■ **Document text**
'''

How Isis’ oil could fuel our cars

I combattenti dell’Isis controllano numerosi giacimenti. Secondo alcune inchieste, parte del greggio passerebbe per la Turchia e raggiungerebbe l’Europa.

To carry out war – like the one triggered by Isis over Syria and Iraq and then “exported” to Western countries in the form of terrorism – money is needed. A lot of money. For this reason, the Islamic State’s army has identified a set of measures to finance itself.


An article published by The Financial Times in October denounced that “the trade in oil has been declared a prime target by the international military coalition fighting the group. And yet it goes on, undisturbed”. Thanks to revenues deriving from it, fundamentalists can buy arms and resources needed to fuel their war machine.

'''

■ **Data shown**
'''

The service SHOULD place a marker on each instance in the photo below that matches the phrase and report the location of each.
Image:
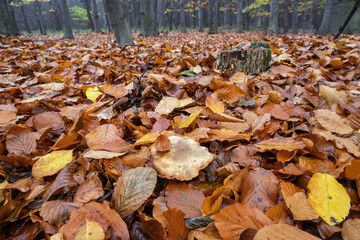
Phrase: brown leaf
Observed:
(162, 143)
(20, 140)
(57, 212)
(89, 190)
(132, 189)
(184, 160)
(106, 137)
(175, 224)
(259, 188)
(110, 221)
(273, 232)
(184, 197)
(236, 218)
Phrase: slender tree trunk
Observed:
(38, 16)
(239, 17)
(67, 21)
(295, 23)
(96, 18)
(325, 23)
(6, 19)
(311, 21)
(182, 16)
(27, 28)
(200, 16)
(118, 20)
(88, 12)
(274, 16)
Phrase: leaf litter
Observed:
(149, 141)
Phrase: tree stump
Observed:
(251, 61)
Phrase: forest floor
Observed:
(149, 141)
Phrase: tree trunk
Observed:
(96, 19)
(67, 21)
(6, 19)
(38, 15)
(239, 17)
(325, 23)
(311, 22)
(274, 16)
(182, 16)
(27, 28)
(295, 23)
(118, 21)
(88, 12)
(200, 16)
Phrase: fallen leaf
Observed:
(328, 198)
(132, 189)
(51, 163)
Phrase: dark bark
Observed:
(239, 17)
(274, 16)
(88, 12)
(182, 16)
(38, 15)
(295, 23)
(351, 14)
(68, 34)
(27, 28)
(118, 20)
(96, 17)
(200, 16)
(325, 23)
(6, 19)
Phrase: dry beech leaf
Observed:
(110, 221)
(175, 224)
(101, 154)
(283, 232)
(183, 161)
(90, 231)
(57, 212)
(7, 116)
(236, 218)
(51, 163)
(215, 104)
(132, 189)
(205, 233)
(190, 119)
(351, 229)
(328, 198)
(333, 96)
(259, 188)
(184, 197)
(162, 143)
(300, 207)
(20, 140)
(232, 183)
(152, 227)
(106, 137)
(332, 122)
(90, 189)
(280, 143)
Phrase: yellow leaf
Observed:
(93, 93)
(90, 231)
(51, 163)
(190, 119)
(328, 198)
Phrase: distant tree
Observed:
(118, 20)
(68, 34)
(239, 17)
(274, 16)
(6, 20)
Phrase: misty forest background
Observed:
(152, 17)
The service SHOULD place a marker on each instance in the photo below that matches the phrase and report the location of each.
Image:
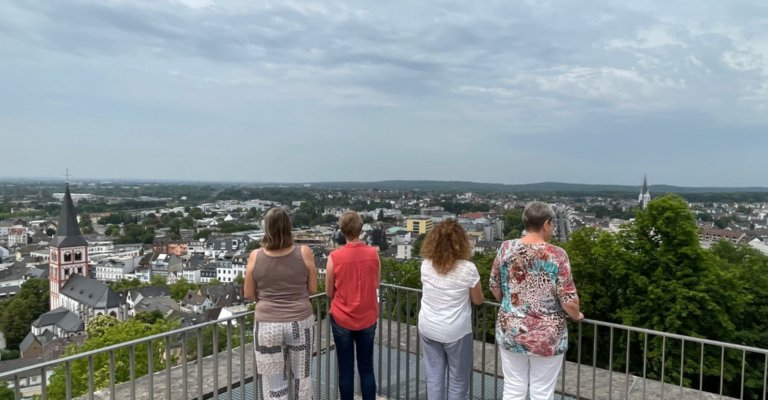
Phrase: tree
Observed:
(109, 331)
(6, 393)
(17, 314)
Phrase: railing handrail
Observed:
(629, 328)
(51, 363)
(133, 342)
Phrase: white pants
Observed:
(532, 375)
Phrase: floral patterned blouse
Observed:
(535, 280)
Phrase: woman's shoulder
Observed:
(556, 251)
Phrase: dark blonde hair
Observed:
(535, 214)
(446, 244)
(277, 229)
(351, 225)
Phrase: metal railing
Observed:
(215, 360)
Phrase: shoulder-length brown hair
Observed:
(277, 230)
(446, 244)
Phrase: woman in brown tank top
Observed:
(280, 277)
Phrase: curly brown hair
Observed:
(446, 244)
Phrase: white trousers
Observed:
(532, 375)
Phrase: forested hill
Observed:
(462, 186)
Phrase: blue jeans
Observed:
(346, 343)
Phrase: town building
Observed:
(68, 251)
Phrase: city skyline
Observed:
(297, 92)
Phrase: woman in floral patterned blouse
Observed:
(532, 279)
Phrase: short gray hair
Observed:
(535, 214)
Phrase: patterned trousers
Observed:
(284, 358)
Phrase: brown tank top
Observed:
(281, 287)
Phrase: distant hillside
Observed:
(464, 186)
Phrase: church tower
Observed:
(69, 250)
(645, 196)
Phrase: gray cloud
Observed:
(392, 77)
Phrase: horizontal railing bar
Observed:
(52, 363)
(143, 340)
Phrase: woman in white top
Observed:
(449, 283)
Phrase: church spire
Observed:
(68, 232)
(645, 197)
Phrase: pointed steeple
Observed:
(644, 197)
(68, 232)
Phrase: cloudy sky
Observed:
(588, 91)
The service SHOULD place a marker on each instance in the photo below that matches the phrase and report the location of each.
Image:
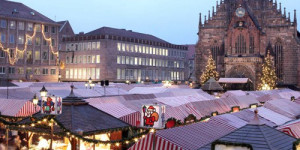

'''

■ **Complete the following**
1. In the two English paragraphs of the text on Isis oil, beginning "To carry out war" and "An article published", list every proper name of a group, country, publication, or month.
2. Answer these questions from the text on Isis oil:
(a) What has the Islamic State's army identified?
(b) Which newspaper published the article that is quoted?
(c) What do revenues from the oil trade allow fundamentalists to buy?
The lines after the text come from a different source and are unrelated to it.

■ **Responses to the exercise**
1. Isis, Syria, Iraq, Islamic State, The Financial Times, October

2.
(a) A set of measures to finance itself.
(b) The Financial Times.
(c) Arms and the resources needed to fuel their war machine.